- **Required actions**
1. In the backup and restore operator guide, how often does WAL-G back up Postgres?
2. Translate this sentence from the backup and restore operator guide into Spanish: "This guide is the operator-facing how-to for the foundation manifests shipped in k8s/backup/."
3. Decide whether each statement agrees with the backup and restore operator guide. Answer yes or no, and quote the words that decide it. (a) Velero takes a nightly snapshot at 02:00 UTC. (b) Weekly Velero snapshots are kept for 30 days. (c) The full restore-wizard UI is already available.

- **Document section**
>>>>
Backup / Restore / DR — Operator Guide¶
Implements ADR 0017. This guide is the operator-facing how-to for the foundation manifests shipped in
k8s/backup/. The full restore-wizard UI lands in Backup PR-2; this guide documents the CLI fallback path that works today.Scope status (post-Scope-Freeze 2026-05-10) — Operational runbooks for this guide live at: -
runbooks/dr-drill.md— quarterly DR drill (RTO < 30 min + RPO < 5 min) -runbooks/restore-from-backup.md— partial NS or full bench restore -runbooks/soc2-evidence-collection.md— compliance evidence collectionCross-refs: ADR 0018 (compliance), VALIDATOR.Art rebuild runbook.
4-layer architecture (recap)¶
Layer 1 — Continuous backup
WAL-G (Postgres) every 5 min
Restic (catalog YAML) every 5 min
→ in-cluster MinIO
Retention: 24h continuous + 30 daily snapshots
Layer 2 — Scheduled snapshots
Velero (full namespace) nightly 02:00 UTC + weekly Sunday 03:00 UTC
→ in-cluster MinIO
Retention: 30 days nightly, 90 days weekly
Layer 3 — Restore wizard UI (lands in Backup PR-2)
<<<<
- **Material**
>>>>
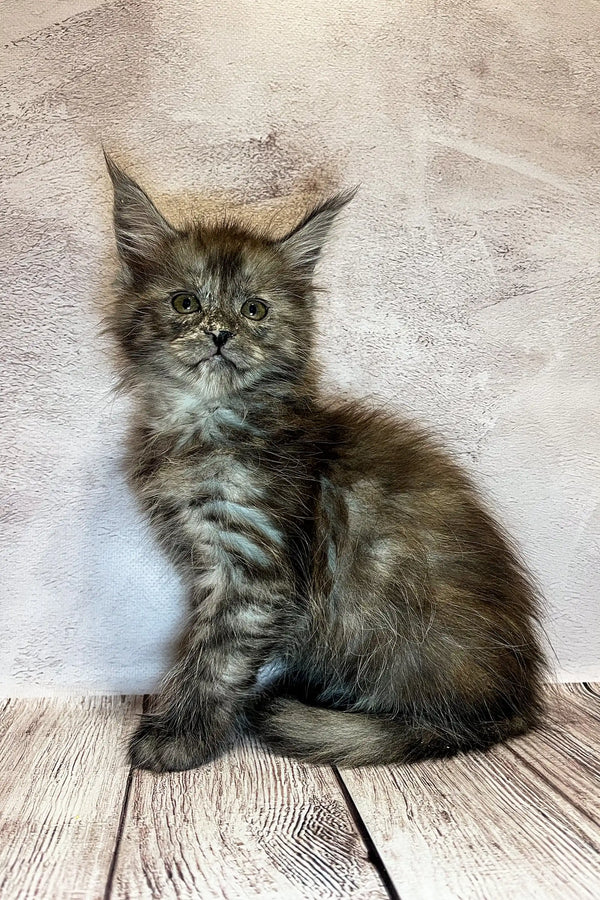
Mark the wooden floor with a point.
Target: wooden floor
<<<<
- **Responses per task**
1. Every 5 minutes.

2. Esta guía es el manual práctico para operadores de los manifiestos base incluidos en k8s/backup/.

3.
(a) Yes: "Velero (full namespace) nightly 02:00 UTC"
(b) No: "90 days weekly"
(c) No: "The full restore-wizard UI lands in Backup PR-2"